Region pointing data:

=== Section Start ===

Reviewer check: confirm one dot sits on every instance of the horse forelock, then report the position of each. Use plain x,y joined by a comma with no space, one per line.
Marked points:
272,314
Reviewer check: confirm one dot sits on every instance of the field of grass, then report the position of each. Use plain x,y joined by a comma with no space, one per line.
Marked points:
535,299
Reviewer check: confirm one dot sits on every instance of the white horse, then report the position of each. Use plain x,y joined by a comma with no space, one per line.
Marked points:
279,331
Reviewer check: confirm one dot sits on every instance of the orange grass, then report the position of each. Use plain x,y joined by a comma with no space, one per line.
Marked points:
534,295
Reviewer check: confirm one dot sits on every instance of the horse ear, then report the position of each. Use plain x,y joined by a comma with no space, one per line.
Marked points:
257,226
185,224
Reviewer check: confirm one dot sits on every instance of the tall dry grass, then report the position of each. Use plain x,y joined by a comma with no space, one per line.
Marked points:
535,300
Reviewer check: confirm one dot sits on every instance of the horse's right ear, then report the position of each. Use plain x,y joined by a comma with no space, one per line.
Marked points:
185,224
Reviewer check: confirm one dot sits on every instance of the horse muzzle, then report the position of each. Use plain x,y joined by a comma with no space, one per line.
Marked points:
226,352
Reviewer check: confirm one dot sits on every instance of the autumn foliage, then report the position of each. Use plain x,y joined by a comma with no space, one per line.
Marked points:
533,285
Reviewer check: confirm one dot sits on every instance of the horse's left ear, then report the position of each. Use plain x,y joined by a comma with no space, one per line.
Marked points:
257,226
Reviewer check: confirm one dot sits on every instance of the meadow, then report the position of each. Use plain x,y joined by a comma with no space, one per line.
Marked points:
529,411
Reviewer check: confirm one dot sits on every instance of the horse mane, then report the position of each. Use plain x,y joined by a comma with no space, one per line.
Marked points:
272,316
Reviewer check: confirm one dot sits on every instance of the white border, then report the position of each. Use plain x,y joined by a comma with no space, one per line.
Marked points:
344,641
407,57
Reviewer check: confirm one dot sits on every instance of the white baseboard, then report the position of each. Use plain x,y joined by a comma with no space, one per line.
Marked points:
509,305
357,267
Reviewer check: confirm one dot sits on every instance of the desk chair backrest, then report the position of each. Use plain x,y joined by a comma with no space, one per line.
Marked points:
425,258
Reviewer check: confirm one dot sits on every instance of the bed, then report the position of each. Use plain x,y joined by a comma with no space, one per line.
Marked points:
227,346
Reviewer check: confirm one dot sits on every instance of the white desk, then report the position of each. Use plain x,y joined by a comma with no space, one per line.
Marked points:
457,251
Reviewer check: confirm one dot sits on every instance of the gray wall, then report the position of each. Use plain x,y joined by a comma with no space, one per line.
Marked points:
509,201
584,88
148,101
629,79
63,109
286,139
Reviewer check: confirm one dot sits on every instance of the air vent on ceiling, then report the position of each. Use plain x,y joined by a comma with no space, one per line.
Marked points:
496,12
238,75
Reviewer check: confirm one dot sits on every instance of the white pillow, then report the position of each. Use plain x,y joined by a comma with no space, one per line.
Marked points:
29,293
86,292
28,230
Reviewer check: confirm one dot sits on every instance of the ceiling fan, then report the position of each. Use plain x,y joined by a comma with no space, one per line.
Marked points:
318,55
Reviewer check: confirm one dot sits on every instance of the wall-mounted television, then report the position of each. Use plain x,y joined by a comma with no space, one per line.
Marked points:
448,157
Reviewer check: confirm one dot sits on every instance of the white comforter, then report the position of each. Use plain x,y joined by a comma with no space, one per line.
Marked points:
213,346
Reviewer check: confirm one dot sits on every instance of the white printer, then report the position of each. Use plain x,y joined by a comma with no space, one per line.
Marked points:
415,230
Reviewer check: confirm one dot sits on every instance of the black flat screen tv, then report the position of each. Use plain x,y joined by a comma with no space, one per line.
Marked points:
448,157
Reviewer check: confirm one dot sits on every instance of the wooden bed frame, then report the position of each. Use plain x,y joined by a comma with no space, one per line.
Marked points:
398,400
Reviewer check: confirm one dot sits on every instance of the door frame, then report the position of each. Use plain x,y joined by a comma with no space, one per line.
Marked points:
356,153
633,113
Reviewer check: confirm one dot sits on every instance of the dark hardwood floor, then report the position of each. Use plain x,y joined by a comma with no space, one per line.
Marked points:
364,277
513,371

=== Section End ===

■ Work item ■
Reproduce the data above in full, with no line missing.

■ Task output ■
Reviewer check: confirm one dot sits on every instance of the horse forelock, then report the position of each. Use plain x,y joined by a comma with no space, one per line.
Marked points:
272,314
Reviewer check: confirm one dot sits on every instance of the field of grass, then report the position of each. Use plain x,y joined by a comma with no space, one per line.
Marked points:
535,299
Reviewer check: confirm one dot sits on every instance of the white horse, then report the position of each. Use plain x,y joined by a comma with no space, one per line.
Marked points:
279,331
Reviewer check: confirm one dot sits on every instance of the orange grass, then report the position of each. Use plain x,y joined by a comma with no space, one per line.
Marked points:
534,295
Reviewer check: confirm one dot sits on every instance of the horse ear, then report the position of each. Use plain x,y joined by a comma with no space, one per line.
Marked points:
257,226
185,224
Reviewer check: confirm one dot sits on every instance of the tall dry grass, then report the position of each. Use plain x,y joined by a comma with no space, one per line.
Marked points:
535,300
Reviewer check: confirm one dot sits on every instance of the horse's right ear, then report the position of each. Use plain x,y joined by a comma with no space, one per line.
Marked points:
185,224
Reviewer check: confirm one dot sits on every instance of the horse muzzle, then report the position of each. Use plain x,y joined by a comma with no space, one per line.
Marked points:
226,352
Reviewer check: confirm one dot sits on every instance of the autumn foliage, then report the position of each. Use plain x,y joined by a comma with no space, one per line.
Marked points:
533,285
Reviewer check: confirm one dot sits on every instance of the horse's left ear, then report the position of each. Use plain x,y joined by a comma with no space, one per line.
Marked points:
257,226
Reviewer check: confirm one dot sits on every instance of the meadow, then report the position of each. Use plain x,y joined by a comma with no space, one per line.
Marked points:
529,411
Reviewer check: confirm one dot sits on every instance of the horse mane, then report the position of each. Use plain x,y joined by a comma with no space, one per line.
Marked points:
272,316
Reviewer check: confirm one dot sits on every instance of the white border, then report the position of each. Use plain x,y joined by a comma with no space, one per line.
Marked points:
344,641
407,57
Reviewer check: confirm one dot sits on every instance of the white baseboard, then report the position of each. Use plain x,y joined by a comma with no space, one per line.
Marked points:
509,305
357,267
Reviewer check: confirm one dot sits on every instance of the desk chair backrest, then report the position of each. Use plain x,y joined by a comma with no space, one per line.
Marked points:
425,258
Reviewer check: confirm one dot sits on every instance of the bed, then report the position of each. Use plain x,y joined by a comma with no space, one per line.
Marked points:
227,346
Reviewer check: confirm one dot sits on every instance of the white desk, then report the position of each. Use plain x,y joined by a comma with no space, one per line.
Marked points:
457,251
Reviewer check: confirm one dot sits on every instance of the gray wall, then report the position of each. Use plain x,y joined by a comma with no space, one per line.
Marked points:
509,201
584,88
148,101
629,79
63,109
286,139
Reviewer check: confirm one dot sits on every instance of the air vent on ceiling, then report the position of each. Use plain x,y joined by a comma with no space, one per line.
Marked points:
496,12
238,75
Reviewer check: confirm one dot sits on every instance of the white pillow, then report the position of each. Use plain x,y joined by a comma with no space, one per line.
Marked points:
29,293
86,292
28,230
Reviewer check: confirm one dot sits on every instance of the ceiling fan, then report the position of each. Use plain x,y joined by a comma with no space, one per line.
Marked points:
318,55
Reviewer check: confirm one dot sits on every instance of the wall-mounted television, then report the position of each. Use plain x,y joined by a comma with no space, one per line.
Marked points:
448,157
Reviewer check: confirm one dot sits on every instance of the white comforter, then report the position of each. Use plain x,y joined by a comma with no space, one per line.
Marked points:
213,346
Reviewer check: confirm one dot sits on every instance of the white printer, then report the position of each. Use plain x,y joined by a comma with no space, one per line.
Marked points:
415,230
Reviewer check: confirm one dot sits on every instance of the black flat screen tv, then report the position of each. Use plain x,y joined by a comma with no space, one per line.
Marked points:
448,157
Reviewer check: confirm one dot sits on every instance of the wooden bed frame, then report the position of each. Use plain x,y joined by a comma with no space, one per line.
Marked points:
398,400
Reviewer check: confirm one dot sits on every instance of the door frame, then report the position of each. Use plain x,y joined by a comma with no space, one per line.
Marked points:
356,153
633,113
Reviewer check: confirm one dot sits on every instance of the dark hardwood floor, then report the position of each. Use plain x,y joined by a comma with no space, one per line.
Marked points:
364,277
513,371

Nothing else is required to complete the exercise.